Reading passage section start

Business

Bank CEOs to testify to Congress about their COVID-era work

JPMorgan Chase & Co., Bank of America Corp. and their largest rivals are preparing to tell lawmakers they’ve stepped up efforts to bank underserved communities, ahead of scrutiny into their lending to Americans facing hard times during the pandemic.

“We took steps to make sure those in need, including those without access to traditional banking services, received each round of stimulus payments quickly,” JPMorgan Chief Executive Jamie Dimon said, according to remarks prepared for his appearance alongside other banking CEOs before Congress on Wednesday and Thursday. The bank also delayed payments and extended forbearance options on mortgage and other accounts, and it funded more than 400,000 loans to small businesses, according to the remarks.

The two days of testimony will mark the first time top bankers have faced a public cross-examination — albeit on video — since Democrats took control of the Senate and the White House early this year. The CEOs are expecting to meet with frustration from policymakers who are concerned about evictions and mortgage defaults after historic job losses, as well as the pace of lending to consumers and small businesses. Bankers have said sluggish loan growth has been a product of low demand.

In prepared remarks, Bank of America’s Brian Moynihan and Charlie Scharf of Wells Fargo & Co. highlighted the loans and services they extended during the COVID-19 crisis, including to underserved communities. They pointed to their roles disbursing loans under the government’s Paycheck Protection Program, an initiative designed to help small businesses keep workers on their payrolls. Bank of America said it didn’t prioritize client applications in its provision of PPP loans to almost 500,000 small businesses. Wells Fargo’s lending supported 1.7 million jobs, Scharf said.

Despite such efforts, the pandemic-slammed economy’s recovery is uneven, and the struggle continues for many, Citigroup Inc.’s Jane Fraser said in her prepared remarks.

“We are already seeing the shoots of a K-shaped recovery in which some will do better and others will struggle,” Fraser said. “Unfortunately, those who will struggle have been economically disadvantaged historically, and they will need special attention from our industry.”

Among its initiatives, Citigroup expanded access to check-cashing services for noncustomers, scrapped surcharges for prepaid debit cards issued for stimulus payments and tweaked policies covering the garnishment of customer stimulus payments, Fraser said.

Lawmakers also have been pressing the banks for more disclosure on racial and gender equality within their own ranks. Fraser became the first woman to lead a big six U.S. bank, while others have begun to report more robust metrics about their workforces and elevated more women to senior roles. JPMorgan’s Dimon highlighted the bank’s commitments toward advancing racial equity, noting that while his bank’s investment commitment is significant, “we know there’s more work to do.”

Goldman Sachs Group Inc. CEO David Solomon cited goals to boost diversity across many levels of hiring.

“I believe a core part of my tenure as CEO will be defined by our progress on this front,” he said in prepared remarks. “I believe that we should have a company that looks like the regions and communities we serve.”

Reading passage section end
Dataset section start

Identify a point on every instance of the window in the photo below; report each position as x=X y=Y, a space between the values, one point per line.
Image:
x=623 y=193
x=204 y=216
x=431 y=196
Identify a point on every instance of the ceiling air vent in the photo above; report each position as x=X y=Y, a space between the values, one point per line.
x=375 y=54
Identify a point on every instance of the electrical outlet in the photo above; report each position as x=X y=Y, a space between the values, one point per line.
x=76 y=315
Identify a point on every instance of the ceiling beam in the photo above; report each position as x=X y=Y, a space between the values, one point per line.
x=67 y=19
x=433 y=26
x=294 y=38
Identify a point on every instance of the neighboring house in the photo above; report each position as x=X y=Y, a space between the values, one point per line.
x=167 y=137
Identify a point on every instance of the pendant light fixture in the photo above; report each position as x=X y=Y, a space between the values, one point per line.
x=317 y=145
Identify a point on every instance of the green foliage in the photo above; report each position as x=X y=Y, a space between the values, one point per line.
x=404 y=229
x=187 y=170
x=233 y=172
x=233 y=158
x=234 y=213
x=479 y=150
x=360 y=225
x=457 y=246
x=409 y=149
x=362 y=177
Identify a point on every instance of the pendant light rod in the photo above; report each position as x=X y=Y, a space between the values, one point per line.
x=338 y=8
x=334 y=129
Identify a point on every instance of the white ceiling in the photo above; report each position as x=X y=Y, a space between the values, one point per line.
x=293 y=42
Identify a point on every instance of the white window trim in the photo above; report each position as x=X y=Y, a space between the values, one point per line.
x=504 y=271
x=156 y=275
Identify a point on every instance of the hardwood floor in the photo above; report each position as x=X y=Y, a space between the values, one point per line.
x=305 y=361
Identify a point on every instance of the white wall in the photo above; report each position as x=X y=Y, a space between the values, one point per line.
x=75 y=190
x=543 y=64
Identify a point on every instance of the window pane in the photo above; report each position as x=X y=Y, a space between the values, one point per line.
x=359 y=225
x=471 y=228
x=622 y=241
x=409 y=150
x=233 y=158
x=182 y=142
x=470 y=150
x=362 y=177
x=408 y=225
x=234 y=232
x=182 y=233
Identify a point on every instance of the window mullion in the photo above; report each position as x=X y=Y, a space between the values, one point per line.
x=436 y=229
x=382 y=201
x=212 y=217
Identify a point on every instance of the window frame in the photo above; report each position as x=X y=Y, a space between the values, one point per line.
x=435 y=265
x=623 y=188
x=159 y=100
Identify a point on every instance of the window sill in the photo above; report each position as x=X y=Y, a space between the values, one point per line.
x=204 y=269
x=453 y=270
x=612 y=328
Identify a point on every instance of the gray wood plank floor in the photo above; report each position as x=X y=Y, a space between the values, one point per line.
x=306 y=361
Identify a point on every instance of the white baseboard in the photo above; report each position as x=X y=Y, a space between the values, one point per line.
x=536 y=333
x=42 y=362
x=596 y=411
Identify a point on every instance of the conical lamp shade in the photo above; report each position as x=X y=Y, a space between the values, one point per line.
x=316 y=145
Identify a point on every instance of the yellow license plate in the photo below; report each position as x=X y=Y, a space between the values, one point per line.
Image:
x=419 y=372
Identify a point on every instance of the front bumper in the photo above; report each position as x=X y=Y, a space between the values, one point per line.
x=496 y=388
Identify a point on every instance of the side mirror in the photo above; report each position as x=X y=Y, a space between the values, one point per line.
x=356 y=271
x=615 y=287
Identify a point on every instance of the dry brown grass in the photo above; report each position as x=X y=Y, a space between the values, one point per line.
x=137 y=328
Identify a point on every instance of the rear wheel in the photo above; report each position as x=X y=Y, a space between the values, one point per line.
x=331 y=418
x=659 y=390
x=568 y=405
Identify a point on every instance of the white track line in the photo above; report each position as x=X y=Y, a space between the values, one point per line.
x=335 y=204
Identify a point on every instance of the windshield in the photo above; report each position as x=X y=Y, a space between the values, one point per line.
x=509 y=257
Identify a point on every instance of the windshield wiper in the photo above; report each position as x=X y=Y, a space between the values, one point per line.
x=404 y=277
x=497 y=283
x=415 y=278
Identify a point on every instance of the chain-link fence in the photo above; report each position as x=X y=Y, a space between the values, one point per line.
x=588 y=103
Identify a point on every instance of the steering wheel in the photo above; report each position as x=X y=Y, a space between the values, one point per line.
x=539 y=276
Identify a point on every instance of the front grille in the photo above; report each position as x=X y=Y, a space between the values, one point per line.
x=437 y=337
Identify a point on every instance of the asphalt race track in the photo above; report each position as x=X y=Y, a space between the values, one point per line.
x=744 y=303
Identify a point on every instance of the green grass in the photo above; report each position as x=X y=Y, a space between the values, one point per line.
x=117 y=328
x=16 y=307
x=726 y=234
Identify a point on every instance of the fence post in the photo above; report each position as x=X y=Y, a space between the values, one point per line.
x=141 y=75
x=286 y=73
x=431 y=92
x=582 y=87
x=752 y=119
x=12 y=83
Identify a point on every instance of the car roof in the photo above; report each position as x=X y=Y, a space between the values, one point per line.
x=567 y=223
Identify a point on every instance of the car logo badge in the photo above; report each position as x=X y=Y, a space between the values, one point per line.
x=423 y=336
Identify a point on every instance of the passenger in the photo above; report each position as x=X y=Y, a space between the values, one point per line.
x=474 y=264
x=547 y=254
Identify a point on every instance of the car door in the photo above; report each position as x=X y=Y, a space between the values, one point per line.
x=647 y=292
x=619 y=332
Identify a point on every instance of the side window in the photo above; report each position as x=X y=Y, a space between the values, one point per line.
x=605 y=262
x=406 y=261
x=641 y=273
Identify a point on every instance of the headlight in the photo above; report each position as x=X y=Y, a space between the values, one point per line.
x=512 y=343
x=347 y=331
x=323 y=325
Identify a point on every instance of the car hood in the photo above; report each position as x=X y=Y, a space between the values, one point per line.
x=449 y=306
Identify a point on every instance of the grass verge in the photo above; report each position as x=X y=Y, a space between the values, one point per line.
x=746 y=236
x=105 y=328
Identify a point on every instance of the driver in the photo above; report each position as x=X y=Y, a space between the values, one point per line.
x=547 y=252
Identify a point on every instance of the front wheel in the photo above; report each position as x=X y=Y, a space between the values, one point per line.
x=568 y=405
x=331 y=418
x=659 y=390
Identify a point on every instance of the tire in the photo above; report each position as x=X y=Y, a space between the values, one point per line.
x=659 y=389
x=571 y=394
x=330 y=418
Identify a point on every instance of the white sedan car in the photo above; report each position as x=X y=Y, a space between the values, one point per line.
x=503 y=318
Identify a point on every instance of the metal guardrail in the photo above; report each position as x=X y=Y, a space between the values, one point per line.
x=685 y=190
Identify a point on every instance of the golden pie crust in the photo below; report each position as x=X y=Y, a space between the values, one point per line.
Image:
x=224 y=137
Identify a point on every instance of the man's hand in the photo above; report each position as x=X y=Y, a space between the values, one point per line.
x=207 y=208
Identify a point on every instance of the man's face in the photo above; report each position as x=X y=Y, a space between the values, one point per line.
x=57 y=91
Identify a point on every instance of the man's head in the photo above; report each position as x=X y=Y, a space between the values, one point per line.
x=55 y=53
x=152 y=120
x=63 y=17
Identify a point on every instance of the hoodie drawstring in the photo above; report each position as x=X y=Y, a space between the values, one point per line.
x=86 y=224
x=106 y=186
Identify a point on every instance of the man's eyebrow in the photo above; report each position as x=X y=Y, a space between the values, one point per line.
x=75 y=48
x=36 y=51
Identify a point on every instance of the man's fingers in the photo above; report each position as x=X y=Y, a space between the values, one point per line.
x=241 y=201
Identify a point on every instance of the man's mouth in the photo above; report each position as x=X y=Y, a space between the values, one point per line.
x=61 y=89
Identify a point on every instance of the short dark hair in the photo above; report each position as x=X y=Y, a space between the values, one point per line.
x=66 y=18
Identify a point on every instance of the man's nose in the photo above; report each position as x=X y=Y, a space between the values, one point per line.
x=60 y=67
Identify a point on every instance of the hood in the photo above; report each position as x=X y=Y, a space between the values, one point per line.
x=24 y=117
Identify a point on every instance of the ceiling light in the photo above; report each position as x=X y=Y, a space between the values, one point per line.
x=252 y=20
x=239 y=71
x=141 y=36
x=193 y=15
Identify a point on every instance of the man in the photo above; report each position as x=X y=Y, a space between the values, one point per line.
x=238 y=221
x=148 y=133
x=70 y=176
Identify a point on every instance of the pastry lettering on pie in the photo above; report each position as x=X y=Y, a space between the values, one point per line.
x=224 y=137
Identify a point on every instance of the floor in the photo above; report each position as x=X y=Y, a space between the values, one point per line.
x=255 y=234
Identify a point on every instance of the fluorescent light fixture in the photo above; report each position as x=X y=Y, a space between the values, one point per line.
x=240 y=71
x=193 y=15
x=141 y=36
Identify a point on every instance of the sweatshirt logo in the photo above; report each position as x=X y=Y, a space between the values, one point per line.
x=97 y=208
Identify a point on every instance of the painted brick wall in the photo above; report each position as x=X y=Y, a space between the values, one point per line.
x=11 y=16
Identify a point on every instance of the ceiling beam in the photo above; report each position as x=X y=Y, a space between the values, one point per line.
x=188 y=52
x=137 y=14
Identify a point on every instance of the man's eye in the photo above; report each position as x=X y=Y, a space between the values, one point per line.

Dataset section end

▶ _Aim of the task_: From the article on bank CEOs testifying to Congress, reproduce the stretch from "In prepared remarks, Bank" through "her prepared remarks." word for word.

▶ _Written solution_:
In prepared remarks, Bank of America’s Brian Moynihan and Charlie Scharf of Wells Fargo & Co. highlighted the loans and services they extended during the COVID-19 crisis, including to underserved communities. They pointed to their roles disbursing loans under the government’s Paycheck Protection Program, an initiative designed to help small businesses keep workers on their payrolls. Bank of America said it didn’t prioritize client applications in its provision of PPP loans to almost 500,000 small businesses. Wells Fargo’s lending supported 1.7 million jobs, Scharf said.

Despite such efforts, the pandemic-slammed economy’s recovery is uneven, and the struggle continues for many, Citigroup Inc.’s Jane Fraser said in her prepared remarks.